======== READING PASSAGE ========

Well. Here is another "Secret" history for you. It's the history of the construction of the Sydney Harbor bridge. Now I say secret, but a lot of this one is actually out there, hell a lot of the details come from a late night ABC documentary (those commie hippies!).
The boring bits we all learn in school
Now if you are an Australian, especially if you weathered the Bicentenary in your youth, then in school you would have learned about the Sydney Harbor Bridge.
Odds are what you got was...
1) Maybe a couple of dates to memorize.
2) Possibly the name of the "Engineer" John Bradfield who "built it".
3) Maybe some bullshit story about a mysterious masked horseman who charged up and cut the ribbon at the opening ceremony.
But there is a lot, an awful lot more, to the story.
John Bradfield was a dirty commie style bureaucrat
John Bradfield was indeed an engineer.
But that wasn't (exactly) his job. He was in fact a Civil Servant. A rather senior one. He was in charge of major infrastructure in New South Wales in particular he also lead the construction of most of the Sydney Rail system still in use nearly a 100 years later.
This of course NOT being a fact largely expounded upon. "Engineers" are all acceptable but government paid Civil Servant engineers behind sweeping co-ordinated mass government infrastructure projects. Well, that's all a little bit communist now isn't it?
What is also not mentioned is that this guy spent vast amounts of his personal time at the state parliament lobbying for the construction of the harbor bridge. For well over a decade. And he was put off and messed around with by conservatives for a very long time. They finally agreed to the project in 1922, but by 1923 work on the project was halting and funding uncertain...
Don't tell Jack Lang he was a Dirty Lefty Commie (He'll punch you in the fucking face)... but he kinda was...
Then in 1925 Jack Lang of the Labor Party (a real lefty bastard, though he shared a mutual hatred with the actual brand name communists) became premiere.
Now frankly the fact that most of you, especially the Australians don't know who Jack Lang is is in and of itself a rather large oversight of the teaching of Australian history.
Jack Lang is probably one of the most exciting state premiers in our history books. In part because of the rest of this story. He also was of massive historical importance as he established much of what modern Australian society is founded on passing laws such as the 44 hour working week, pensions for widowed mothers, universal suffrage in local government elections, and compulsory workers compensation, just to name a few items.
As it turned out Lang really liked the bridge project. And he backed Bradfield 100% and more. The project was suddenly fast tracked and fully funded. It went from a tentative experiment to full scale construction.
Funding (and lots of it) for the bridge was largely borrowed from British investors. This is a big deal for a number of reasons. It marked a moment when the Australian economy had grown so much and was believed to be able to grow so much more that it actually attracted such investment. And it also marked a change of government policy to actually take such large loans for such large projects, something not previously allowed, and as it turned out quite a major talking point for Lang's conservative opposition.

========

TASK DESCRIPTION
Pick up the piece on the building of the Sydney Harbor Bridge right after its last sentence and keep it going.

======== DATA RECORDS ========

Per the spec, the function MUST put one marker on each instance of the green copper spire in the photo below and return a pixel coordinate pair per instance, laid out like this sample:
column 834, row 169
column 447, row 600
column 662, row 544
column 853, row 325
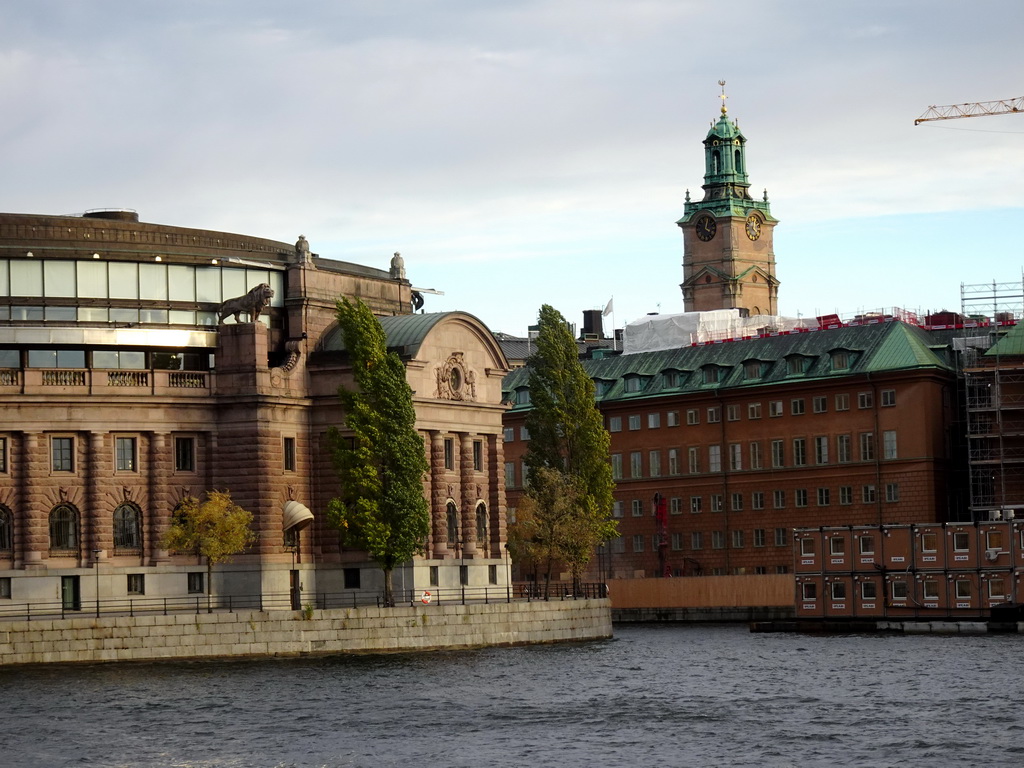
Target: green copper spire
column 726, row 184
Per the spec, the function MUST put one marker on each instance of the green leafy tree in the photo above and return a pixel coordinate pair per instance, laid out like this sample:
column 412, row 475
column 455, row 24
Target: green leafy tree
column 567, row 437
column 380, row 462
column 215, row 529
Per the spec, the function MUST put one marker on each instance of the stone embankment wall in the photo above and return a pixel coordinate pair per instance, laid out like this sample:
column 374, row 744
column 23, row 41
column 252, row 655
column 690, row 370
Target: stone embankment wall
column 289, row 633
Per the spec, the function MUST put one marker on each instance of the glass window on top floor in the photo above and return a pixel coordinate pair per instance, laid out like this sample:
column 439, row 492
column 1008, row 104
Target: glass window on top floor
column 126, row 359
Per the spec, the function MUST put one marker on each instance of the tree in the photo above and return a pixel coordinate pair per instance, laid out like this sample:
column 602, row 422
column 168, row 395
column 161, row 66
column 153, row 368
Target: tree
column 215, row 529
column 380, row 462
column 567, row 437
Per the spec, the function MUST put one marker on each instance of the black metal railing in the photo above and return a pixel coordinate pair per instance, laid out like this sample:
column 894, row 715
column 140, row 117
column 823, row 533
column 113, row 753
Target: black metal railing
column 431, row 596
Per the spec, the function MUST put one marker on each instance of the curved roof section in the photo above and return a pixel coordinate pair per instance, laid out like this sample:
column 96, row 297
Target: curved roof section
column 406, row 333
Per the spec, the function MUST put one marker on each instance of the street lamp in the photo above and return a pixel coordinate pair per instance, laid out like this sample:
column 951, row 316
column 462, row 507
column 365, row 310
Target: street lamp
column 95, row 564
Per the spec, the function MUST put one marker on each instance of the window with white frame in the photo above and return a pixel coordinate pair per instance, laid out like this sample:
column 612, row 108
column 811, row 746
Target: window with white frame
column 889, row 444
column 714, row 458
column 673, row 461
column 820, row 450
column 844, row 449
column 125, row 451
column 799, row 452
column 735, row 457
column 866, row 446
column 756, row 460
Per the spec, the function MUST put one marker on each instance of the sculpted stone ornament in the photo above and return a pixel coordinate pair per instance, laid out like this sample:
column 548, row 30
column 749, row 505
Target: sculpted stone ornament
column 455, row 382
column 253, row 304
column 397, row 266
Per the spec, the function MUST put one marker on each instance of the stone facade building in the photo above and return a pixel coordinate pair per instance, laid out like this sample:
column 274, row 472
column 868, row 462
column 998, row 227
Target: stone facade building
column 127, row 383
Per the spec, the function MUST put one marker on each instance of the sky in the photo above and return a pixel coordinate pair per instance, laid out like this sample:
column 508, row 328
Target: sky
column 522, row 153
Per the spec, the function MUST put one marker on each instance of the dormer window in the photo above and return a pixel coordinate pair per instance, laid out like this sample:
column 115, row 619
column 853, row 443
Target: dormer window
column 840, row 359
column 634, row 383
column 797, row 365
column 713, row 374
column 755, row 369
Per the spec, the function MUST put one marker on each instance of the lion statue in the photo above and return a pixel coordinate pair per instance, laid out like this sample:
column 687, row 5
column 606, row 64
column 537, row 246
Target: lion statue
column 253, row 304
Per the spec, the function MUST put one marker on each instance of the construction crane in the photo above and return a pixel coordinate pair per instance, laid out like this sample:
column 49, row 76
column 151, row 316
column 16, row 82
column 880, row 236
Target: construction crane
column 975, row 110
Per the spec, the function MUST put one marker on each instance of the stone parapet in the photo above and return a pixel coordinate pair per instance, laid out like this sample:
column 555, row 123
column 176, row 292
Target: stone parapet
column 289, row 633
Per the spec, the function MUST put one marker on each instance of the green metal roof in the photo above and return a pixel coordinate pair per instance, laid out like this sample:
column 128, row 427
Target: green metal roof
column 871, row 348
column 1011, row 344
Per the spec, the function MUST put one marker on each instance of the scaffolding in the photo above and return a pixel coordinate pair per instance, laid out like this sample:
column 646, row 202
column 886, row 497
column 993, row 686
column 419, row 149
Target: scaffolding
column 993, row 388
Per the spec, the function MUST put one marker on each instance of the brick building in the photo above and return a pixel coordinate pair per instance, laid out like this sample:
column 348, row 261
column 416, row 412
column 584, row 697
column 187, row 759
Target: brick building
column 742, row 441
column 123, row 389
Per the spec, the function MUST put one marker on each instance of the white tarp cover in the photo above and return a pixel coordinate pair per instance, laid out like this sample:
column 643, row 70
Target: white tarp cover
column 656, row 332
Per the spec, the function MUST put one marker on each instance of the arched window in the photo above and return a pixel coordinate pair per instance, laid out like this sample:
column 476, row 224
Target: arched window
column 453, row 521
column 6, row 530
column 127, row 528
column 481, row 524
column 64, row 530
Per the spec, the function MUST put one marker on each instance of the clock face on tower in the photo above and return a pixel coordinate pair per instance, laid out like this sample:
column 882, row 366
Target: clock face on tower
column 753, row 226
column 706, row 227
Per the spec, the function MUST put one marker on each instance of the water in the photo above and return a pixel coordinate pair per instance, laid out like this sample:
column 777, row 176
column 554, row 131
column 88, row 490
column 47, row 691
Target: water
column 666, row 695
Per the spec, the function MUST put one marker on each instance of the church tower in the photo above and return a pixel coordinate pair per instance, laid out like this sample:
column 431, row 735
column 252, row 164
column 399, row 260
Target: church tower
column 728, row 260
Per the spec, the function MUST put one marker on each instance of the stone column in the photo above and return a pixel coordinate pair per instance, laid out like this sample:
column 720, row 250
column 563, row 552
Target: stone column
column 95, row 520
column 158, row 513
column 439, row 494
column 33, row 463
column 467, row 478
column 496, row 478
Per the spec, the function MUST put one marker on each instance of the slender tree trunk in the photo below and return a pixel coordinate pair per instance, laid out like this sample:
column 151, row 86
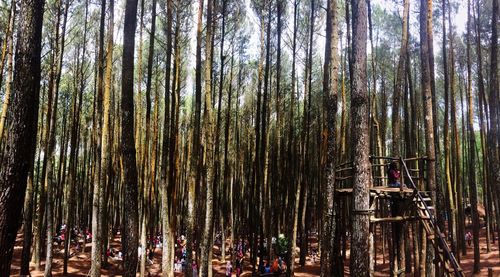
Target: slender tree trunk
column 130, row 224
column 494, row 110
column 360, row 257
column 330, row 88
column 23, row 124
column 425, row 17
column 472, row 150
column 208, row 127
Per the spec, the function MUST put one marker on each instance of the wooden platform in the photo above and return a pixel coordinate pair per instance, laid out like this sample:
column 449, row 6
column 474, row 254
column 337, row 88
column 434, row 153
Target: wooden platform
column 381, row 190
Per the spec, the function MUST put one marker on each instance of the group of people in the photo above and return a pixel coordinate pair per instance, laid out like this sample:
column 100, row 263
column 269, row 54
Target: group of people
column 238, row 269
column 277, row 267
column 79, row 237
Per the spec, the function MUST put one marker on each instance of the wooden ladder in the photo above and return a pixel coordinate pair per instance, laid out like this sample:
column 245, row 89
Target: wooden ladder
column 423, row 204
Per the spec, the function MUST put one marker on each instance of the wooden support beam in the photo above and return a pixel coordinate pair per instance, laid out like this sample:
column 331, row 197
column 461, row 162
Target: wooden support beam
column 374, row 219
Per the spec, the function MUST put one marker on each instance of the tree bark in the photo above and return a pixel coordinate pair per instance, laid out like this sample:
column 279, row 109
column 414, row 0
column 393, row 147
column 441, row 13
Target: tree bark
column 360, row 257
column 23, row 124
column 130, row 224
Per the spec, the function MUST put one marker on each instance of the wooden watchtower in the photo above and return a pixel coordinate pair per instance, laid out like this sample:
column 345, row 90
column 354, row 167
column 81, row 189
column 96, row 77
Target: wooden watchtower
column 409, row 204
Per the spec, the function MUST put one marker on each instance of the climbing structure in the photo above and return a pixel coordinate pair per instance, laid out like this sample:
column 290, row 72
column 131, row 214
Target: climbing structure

========

THE RESPONSE
So Lang was again ousted from government by the conservative backlash to his loans and reforms (things like ensuring that workers compensation and pensions were paid to widows of husbands killed on the job with children under 14 years of age utterly enraged conservatives, then as now). The bridge consequently again fell into question.
The Great Depression and Bankruptcy
The great depression hit, hard, in 1929. With the bridge in mid construction and the conservatives cutting government spending left right and center (in a strategy we now know is very BAD in depression times) the bridge as the biggest state expense and massive source of debt was on the chopping block.
But Lang's fierce opposition to cuts to government spending and government employee wages helped him regain power in 1930.
He continued to back the bridge construction 100%. He did not cut government projects, wages, or work forces. He maintained, if not increased, government spending on welfare and soup kitchens in the face of the effects of the depression. The harbor bridge became known as the "Iron Lung" due to it's effect as the main source of employment and economic stimulus.
Federal Labor Panics
The Sydney harbor bridge may have been the source of the biggest foreign debt in the country but all the state (and the federal) governments were in trouble, both in Australia and in the empire at large.
The orthodox (and we now know incorrect) economic policy response was cut, cut, cut. The then somewhat more conservative federal labor leader and other state premiers put together an "austerity" plan to massively cut spending across the board. Lang opposed it with the "Lang Plan" in early 1931.
The "Lang Plan" maintained government spending to stimulate the economy and notably withheld loan repayments on the bridge until economic recovery made such payments achievable. Many backers of the bridge actually accepted this plan as a good thing after all they felt it was a better more reliable way to get their money back. But it outraged conservatives, and even "center" federal labor.
Lang's own federal labor party supporters crossed the floor of the federal parliament to vote with the conservative party and bring down the Federal government over the massively unpopular "Premiere's Plan" for austerity.
In response the acting prime minister and acting treasurer took 3 right wing Labor representatives with them and crossed permanently to join the conservative party. The acting treasurer (Minister for public works, Joseph Lyons) then became the new Prime Minister leading the conservative party in direct opposition of Lang's policies.
Lang's Amazing Cash Economy Adventure
Meanwhile the bridge is nearly finished.
On the very verge of it's completion the Lyons government passes the "Financial Enforcement Act 1932" an act which basically ceased the entire state funds of NSW in order to prevent Lang from spending anything. Including (if not especially) on finishing the bridge.
The funds would be used not to help the NSW people but to pay off loans to Foreign bankers. Lyons goes on record saying that it was better to shut the soup kitchens and let every last man woman and child in Australia starve to death than to let a single cent of promised debt be delayed in repayment!
Lang declares that he regards the act to be in defiance of the 1833 prohibition of slavery throughout the British Empire.
And then he actually does something rather crazy.
The Financial Enforcement Act was passed late in the week. On the Friday afternoon just shy of the end of business hours Lang sends several of his men to the CBD and withdraws the entirety of the States savings from the bank in cash.
When the federal police arrive on Monday morning, the accounts are already empty.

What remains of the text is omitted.